[Stored data]
· · · · ·

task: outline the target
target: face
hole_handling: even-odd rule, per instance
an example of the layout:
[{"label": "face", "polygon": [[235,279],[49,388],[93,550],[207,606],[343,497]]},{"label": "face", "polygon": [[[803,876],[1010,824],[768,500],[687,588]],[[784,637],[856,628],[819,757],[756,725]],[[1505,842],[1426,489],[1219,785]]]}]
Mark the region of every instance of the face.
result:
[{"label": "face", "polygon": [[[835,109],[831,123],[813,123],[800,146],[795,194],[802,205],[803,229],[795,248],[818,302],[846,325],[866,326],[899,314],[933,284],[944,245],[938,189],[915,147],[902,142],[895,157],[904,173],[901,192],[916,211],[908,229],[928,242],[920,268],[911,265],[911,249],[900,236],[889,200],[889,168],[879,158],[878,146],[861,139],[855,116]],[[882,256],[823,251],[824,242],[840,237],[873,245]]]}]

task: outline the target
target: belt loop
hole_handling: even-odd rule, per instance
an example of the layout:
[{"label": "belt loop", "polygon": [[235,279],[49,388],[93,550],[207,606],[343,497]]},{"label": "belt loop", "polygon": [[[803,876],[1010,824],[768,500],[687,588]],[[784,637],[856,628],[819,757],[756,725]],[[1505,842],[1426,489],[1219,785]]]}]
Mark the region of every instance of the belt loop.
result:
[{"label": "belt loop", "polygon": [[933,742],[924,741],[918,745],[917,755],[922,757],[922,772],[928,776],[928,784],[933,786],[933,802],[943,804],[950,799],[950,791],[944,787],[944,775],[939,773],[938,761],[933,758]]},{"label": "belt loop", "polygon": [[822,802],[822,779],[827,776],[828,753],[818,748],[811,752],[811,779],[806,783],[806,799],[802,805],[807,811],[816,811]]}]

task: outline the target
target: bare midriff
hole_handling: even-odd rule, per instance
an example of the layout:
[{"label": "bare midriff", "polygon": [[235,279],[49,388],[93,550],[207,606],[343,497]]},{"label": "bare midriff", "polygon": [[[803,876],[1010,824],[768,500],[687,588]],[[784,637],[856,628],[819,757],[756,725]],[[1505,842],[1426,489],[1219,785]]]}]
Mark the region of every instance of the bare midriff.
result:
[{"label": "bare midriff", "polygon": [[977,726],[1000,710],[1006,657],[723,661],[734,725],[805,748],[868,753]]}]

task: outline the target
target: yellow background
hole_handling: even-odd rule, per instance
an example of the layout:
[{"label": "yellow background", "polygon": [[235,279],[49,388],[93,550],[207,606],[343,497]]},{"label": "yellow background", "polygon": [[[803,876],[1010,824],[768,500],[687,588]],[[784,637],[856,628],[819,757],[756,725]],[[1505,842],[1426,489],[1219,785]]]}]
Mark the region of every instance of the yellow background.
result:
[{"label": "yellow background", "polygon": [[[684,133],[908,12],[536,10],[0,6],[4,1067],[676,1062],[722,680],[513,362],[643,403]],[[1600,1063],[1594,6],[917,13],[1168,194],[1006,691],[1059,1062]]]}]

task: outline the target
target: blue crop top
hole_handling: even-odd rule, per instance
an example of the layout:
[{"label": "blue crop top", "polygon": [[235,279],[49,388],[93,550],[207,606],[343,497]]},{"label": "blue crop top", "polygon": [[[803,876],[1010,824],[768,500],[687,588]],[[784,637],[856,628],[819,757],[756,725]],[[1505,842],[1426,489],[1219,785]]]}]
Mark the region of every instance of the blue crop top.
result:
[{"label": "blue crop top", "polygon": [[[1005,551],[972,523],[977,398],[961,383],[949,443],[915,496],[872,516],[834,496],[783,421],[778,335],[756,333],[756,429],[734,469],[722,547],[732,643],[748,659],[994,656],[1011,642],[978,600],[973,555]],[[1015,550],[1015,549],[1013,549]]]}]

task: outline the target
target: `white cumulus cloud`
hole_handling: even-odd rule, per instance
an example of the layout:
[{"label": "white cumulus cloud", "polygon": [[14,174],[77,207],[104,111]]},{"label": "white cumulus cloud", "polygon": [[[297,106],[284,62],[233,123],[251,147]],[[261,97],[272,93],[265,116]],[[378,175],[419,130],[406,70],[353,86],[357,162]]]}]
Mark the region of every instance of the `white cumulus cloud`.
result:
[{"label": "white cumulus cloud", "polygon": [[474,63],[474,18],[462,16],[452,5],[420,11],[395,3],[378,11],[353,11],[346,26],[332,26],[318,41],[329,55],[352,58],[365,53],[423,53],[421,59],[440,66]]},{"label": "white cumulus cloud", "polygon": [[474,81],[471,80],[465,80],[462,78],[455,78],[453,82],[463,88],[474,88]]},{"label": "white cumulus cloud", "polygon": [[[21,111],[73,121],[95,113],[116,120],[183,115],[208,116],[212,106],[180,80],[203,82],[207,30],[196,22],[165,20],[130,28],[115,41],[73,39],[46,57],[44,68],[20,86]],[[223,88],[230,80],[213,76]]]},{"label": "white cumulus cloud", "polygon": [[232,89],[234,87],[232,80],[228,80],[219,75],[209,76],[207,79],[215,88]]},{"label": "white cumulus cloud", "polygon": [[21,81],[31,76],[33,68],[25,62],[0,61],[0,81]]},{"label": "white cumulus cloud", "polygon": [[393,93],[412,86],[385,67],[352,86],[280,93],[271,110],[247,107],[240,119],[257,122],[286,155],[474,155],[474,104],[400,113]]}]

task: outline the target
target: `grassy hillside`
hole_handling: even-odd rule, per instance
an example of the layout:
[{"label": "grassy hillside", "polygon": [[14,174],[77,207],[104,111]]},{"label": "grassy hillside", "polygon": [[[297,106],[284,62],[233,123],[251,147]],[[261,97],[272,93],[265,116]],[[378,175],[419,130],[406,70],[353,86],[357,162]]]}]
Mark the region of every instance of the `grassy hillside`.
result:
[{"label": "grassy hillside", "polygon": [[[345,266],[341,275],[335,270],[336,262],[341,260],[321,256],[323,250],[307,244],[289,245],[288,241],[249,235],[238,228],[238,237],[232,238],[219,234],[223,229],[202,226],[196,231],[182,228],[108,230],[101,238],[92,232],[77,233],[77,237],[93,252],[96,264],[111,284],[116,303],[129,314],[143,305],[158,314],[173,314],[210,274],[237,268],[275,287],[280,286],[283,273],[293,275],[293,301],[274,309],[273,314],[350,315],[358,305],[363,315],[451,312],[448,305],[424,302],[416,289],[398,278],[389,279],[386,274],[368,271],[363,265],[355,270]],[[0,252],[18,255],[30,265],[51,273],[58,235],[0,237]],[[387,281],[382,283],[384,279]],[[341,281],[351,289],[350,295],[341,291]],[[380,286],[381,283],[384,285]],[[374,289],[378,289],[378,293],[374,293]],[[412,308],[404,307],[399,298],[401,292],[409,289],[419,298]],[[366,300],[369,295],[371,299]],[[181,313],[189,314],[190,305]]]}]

· · · · ·

• [TRY IT] Look through the records above for the word "Mark" and state how many lines contain it, giving the number alone.

• [ANSWER FOR THIS EXERCISE] 7